Extracted entries:
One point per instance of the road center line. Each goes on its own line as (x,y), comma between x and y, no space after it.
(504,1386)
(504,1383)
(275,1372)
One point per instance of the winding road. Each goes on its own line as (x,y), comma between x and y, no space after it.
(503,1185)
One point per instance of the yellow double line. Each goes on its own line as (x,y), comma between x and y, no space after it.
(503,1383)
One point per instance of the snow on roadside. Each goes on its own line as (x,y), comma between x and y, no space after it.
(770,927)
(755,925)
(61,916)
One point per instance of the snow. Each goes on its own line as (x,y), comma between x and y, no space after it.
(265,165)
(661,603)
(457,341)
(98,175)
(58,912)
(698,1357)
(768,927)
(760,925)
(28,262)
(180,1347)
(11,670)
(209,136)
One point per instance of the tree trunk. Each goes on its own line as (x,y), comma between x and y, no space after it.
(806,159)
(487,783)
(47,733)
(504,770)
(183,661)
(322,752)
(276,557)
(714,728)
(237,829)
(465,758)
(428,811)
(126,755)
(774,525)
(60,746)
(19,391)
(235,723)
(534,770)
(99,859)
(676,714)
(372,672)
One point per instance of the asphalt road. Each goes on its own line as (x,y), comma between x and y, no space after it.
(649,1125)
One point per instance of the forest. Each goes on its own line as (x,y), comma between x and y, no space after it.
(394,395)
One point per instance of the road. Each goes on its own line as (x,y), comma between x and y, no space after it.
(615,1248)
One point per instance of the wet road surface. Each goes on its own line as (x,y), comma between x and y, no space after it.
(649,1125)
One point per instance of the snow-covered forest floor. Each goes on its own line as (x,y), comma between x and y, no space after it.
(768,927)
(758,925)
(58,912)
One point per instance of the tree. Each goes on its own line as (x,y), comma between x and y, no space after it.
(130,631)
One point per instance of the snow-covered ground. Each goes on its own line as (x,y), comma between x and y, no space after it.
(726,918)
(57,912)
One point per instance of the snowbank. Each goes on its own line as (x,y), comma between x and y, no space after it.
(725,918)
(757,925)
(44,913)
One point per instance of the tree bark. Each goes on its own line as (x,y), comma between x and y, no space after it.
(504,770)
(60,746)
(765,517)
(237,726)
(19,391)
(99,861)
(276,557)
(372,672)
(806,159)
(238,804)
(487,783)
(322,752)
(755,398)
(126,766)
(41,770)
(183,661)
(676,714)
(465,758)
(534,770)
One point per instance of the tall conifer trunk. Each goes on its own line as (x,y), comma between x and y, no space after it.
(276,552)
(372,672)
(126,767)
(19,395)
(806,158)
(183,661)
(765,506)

Exercise instructions:
Write out every entry again, keeping each line exactly the same.

Solution to the problem:
One point per instance of the road center line. Each goes on its own line as (x,y), comma between x and y, no space after it.
(504,1386)
(504,1383)
(275,1372)
One point per instance of the winding road. Each goes on its own line as (x,y), comma between x and y, no space after it.
(503,1185)
One point per instance of the yellow double line. Each goes on its own line as (x,y), comma between x and y, no space after it.
(503,1383)
One point per instance of the snow on roadside. Each goes on its own line as (x,y), comma between x and y, no space after it.
(770,927)
(755,925)
(61,916)
One point per instance of the snow. Each goes on its own line as (x,y), comma between x and y, no space after it.
(265,165)
(661,603)
(457,341)
(98,175)
(58,912)
(698,1357)
(768,927)
(760,925)
(28,262)
(180,1347)
(11,670)
(209,136)
One point per instance of the tree trunk. Each goes on its own line as (x,y), comma between x and y, no space after it.
(806,159)
(487,783)
(47,733)
(504,770)
(183,661)
(322,752)
(276,557)
(714,728)
(237,829)
(465,758)
(428,811)
(126,755)
(774,525)
(60,746)
(19,391)
(235,723)
(534,770)
(99,859)
(676,714)
(372,672)
One point per instance of the asphalt road. Each goes on its own line as (x,y), comma between x and y, no space after it.
(649,1125)
One point per instance of the forest. Each goes on its own line as (x,y), comma between x and y, no space after it.
(394,395)
One point per instance of the road. Each goes on its own line as (x,y), comma between x and y, no space after it.
(615,1248)
One point per instance of the wet road surface. Each goes on its own line as (x,y), comma between x and y, no space after it.
(649,1125)
One point per instance of the snow-covered forest floor. Each goes on its own line as (x,y), comma between x and y, no space after it.
(768,927)
(758,925)
(58,912)
One point per instance of the tree. Each goes on its own line as (x,y), comma between x and y, no space after it.
(130,631)
One point per instance of the snow-covered ground. Each goes on its own line as (x,y), comma between x and y, no space after it.
(726,918)
(57,912)
One point per instance of the snowbank. Each goes on its own line as (x,y), comma between x and y, no space after it.
(725,918)
(757,925)
(44,913)
One point per instance of the tree bark. Each goes on its own line as (x,y), comma between x and y, no space after it.
(504,770)
(60,746)
(765,517)
(237,726)
(19,391)
(99,861)
(276,557)
(372,672)
(806,159)
(238,804)
(487,783)
(322,752)
(755,398)
(126,766)
(41,770)
(183,661)
(676,714)
(465,758)
(534,770)
One point per instance of the tall conifer trunk. Each goes on its own line as (x,y), comma between x and y, no space after it.
(276,552)
(372,672)
(126,767)
(19,395)
(806,158)
(183,661)
(765,506)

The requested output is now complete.